SOURCE MATERIAL:
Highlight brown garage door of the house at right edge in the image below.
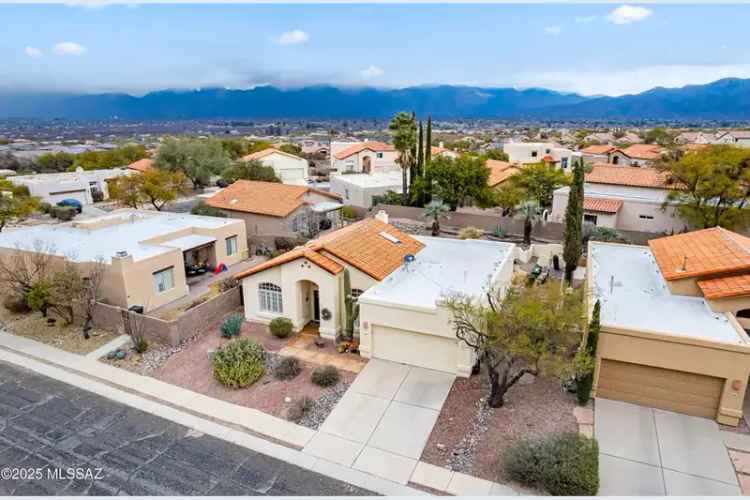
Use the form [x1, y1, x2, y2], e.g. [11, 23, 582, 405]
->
[596, 359, 724, 419]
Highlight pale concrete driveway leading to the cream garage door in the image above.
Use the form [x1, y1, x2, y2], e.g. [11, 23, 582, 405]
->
[305, 359, 455, 484]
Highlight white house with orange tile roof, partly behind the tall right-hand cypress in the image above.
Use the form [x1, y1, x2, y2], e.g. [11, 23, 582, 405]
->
[550, 164, 688, 233]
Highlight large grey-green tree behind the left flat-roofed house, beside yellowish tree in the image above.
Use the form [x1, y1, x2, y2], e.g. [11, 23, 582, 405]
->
[154, 138, 232, 189]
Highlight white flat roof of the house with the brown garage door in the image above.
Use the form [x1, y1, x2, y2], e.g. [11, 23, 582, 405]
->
[589, 243, 746, 344]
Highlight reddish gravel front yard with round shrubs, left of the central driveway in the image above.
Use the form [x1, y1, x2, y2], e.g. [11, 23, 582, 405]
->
[107, 312, 356, 422]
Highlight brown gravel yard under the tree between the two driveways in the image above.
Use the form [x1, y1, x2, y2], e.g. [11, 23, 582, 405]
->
[422, 373, 578, 482]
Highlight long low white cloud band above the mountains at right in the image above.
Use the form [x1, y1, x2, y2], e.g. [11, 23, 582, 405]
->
[511, 64, 750, 96]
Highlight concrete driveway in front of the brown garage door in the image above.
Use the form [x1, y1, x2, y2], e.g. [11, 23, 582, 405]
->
[594, 399, 741, 496]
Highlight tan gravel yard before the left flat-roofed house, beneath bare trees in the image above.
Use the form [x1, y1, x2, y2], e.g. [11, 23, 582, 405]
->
[0, 306, 117, 354]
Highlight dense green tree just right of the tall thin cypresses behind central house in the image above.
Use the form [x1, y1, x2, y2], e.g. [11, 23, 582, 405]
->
[420, 155, 494, 211]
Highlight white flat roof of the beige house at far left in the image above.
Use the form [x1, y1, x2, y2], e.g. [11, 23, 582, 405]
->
[0, 210, 241, 262]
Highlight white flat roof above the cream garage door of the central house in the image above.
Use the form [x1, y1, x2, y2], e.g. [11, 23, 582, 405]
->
[359, 236, 515, 309]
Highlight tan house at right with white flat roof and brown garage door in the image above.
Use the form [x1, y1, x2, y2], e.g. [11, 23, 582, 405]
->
[587, 228, 750, 426]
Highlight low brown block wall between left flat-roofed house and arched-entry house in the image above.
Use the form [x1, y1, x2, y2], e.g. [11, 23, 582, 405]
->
[94, 286, 242, 346]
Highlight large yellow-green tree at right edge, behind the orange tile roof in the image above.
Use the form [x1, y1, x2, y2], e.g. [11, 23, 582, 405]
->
[660, 146, 750, 229]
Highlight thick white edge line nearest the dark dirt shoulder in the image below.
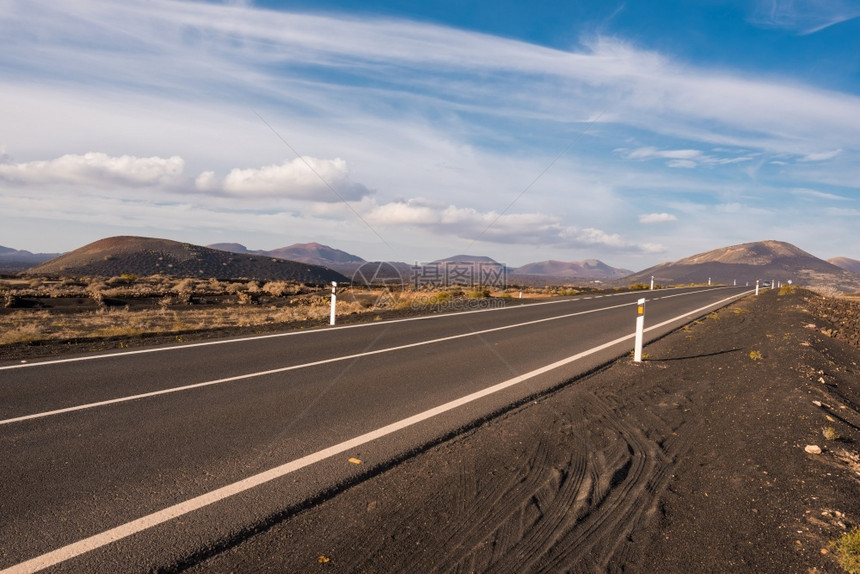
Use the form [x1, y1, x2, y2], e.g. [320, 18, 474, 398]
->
[0, 291, 750, 574]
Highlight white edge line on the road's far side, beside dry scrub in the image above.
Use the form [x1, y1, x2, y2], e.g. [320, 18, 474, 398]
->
[0, 287, 736, 371]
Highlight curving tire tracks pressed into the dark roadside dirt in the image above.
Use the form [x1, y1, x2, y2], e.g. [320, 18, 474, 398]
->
[428, 389, 687, 574]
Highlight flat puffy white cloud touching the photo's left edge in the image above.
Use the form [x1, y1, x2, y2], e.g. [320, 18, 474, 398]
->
[0, 152, 185, 187]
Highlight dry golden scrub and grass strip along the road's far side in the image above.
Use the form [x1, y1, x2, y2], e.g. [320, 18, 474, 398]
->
[0, 273, 600, 345]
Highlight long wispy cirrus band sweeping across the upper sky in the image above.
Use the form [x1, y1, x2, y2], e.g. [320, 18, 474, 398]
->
[2, 0, 860, 159]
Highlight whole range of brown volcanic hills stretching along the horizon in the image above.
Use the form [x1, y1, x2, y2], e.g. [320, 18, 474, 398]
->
[6, 236, 860, 292]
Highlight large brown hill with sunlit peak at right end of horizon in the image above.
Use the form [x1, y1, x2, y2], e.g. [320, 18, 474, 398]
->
[627, 240, 860, 291]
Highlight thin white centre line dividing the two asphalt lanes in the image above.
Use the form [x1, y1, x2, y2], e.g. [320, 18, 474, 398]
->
[0, 301, 636, 425]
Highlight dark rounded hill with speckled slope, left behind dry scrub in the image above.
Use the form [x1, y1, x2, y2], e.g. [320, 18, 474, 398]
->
[27, 236, 346, 284]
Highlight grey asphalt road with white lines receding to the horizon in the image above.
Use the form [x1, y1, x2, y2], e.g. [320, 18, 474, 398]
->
[0, 287, 749, 573]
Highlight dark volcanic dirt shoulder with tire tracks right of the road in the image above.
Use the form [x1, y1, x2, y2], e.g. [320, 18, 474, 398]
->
[178, 291, 860, 573]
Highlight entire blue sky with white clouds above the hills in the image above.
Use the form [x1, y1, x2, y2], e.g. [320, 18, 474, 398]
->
[0, 0, 860, 270]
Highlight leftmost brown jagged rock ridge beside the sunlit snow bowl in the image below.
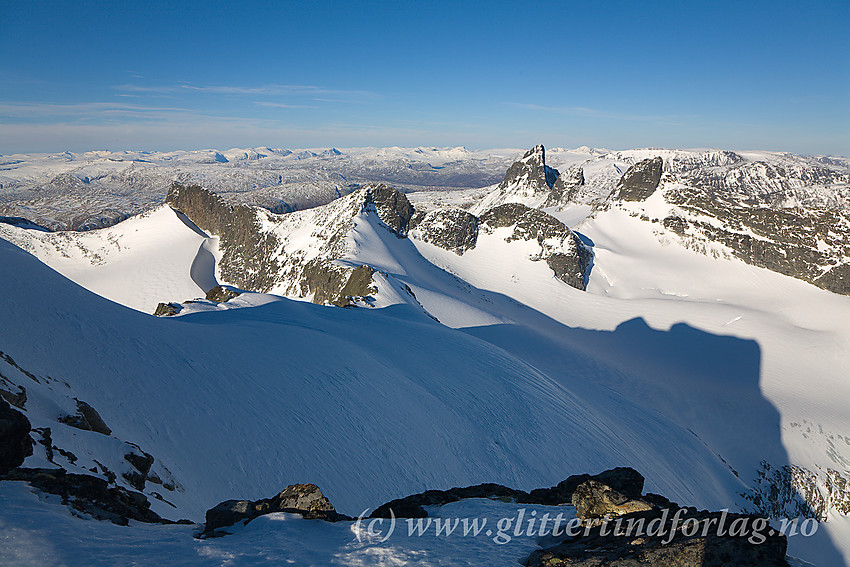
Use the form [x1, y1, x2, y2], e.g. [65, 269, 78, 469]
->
[165, 183, 280, 292]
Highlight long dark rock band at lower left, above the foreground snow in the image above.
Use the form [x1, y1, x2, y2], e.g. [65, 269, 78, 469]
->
[3, 469, 174, 526]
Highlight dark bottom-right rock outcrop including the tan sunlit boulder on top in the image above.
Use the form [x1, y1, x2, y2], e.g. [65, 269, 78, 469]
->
[525, 469, 788, 567]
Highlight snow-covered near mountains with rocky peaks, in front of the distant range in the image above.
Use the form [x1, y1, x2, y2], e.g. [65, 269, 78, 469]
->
[0, 146, 850, 565]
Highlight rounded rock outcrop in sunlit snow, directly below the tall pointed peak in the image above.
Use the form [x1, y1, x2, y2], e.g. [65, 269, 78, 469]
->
[480, 203, 593, 290]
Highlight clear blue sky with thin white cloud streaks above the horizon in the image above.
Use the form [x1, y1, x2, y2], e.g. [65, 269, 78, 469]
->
[0, 0, 850, 155]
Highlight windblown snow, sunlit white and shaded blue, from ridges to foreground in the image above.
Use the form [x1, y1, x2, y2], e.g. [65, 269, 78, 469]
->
[0, 154, 850, 565]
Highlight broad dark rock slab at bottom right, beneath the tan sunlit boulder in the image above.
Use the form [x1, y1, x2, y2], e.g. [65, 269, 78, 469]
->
[525, 505, 788, 567]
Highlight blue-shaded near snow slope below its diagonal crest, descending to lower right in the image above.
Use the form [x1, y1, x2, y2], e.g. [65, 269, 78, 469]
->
[0, 235, 740, 519]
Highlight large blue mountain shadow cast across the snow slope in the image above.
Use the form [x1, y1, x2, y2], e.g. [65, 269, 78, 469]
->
[0, 234, 841, 564]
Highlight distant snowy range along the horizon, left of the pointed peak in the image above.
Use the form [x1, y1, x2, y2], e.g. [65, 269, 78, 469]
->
[0, 148, 519, 230]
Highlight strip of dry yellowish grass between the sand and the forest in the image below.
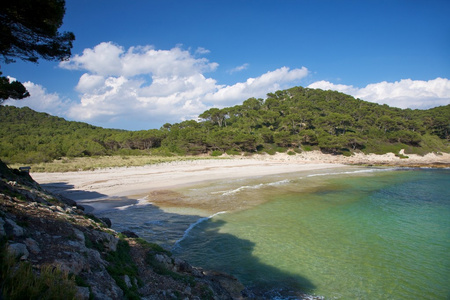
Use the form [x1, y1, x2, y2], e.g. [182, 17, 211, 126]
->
[9, 155, 229, 172]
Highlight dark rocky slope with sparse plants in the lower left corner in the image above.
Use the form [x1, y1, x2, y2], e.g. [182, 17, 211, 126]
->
[0, 162, 245, 299]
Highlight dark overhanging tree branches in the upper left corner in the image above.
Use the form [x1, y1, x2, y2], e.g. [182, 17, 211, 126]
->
[0, 0, 75, 103]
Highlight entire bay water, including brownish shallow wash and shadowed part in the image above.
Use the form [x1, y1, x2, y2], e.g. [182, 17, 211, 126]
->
[94, 166, 450, 299]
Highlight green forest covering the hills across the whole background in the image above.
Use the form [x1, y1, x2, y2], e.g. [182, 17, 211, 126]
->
[0, 87, 450, 163]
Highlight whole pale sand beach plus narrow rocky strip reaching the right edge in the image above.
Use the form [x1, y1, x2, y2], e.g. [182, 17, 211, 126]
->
[31, 151, 450, 200]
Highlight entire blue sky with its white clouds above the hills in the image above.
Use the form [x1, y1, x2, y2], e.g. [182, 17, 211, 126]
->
[1, 0, 450, 130]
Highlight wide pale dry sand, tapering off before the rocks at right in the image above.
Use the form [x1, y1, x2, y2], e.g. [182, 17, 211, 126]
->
[31, 158, 345, 201]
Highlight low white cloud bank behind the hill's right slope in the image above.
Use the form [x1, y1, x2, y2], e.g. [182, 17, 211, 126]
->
[308, 78, 450, 109]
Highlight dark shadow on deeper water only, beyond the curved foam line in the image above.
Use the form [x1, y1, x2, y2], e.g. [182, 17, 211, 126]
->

TASK TO COMPLETE:
Whenever a line of the material holds the word "gravel", copy it out.

ANSWER BOX:
Highlight reddish gravel front yard with round shrubs, left of the central driveway in the image above.
Highlight brown gravel yard under the tree between the two driveways in the image above.
Highlight tan gravel yard before the left flat-roofed house, beneath bare trees in the image above.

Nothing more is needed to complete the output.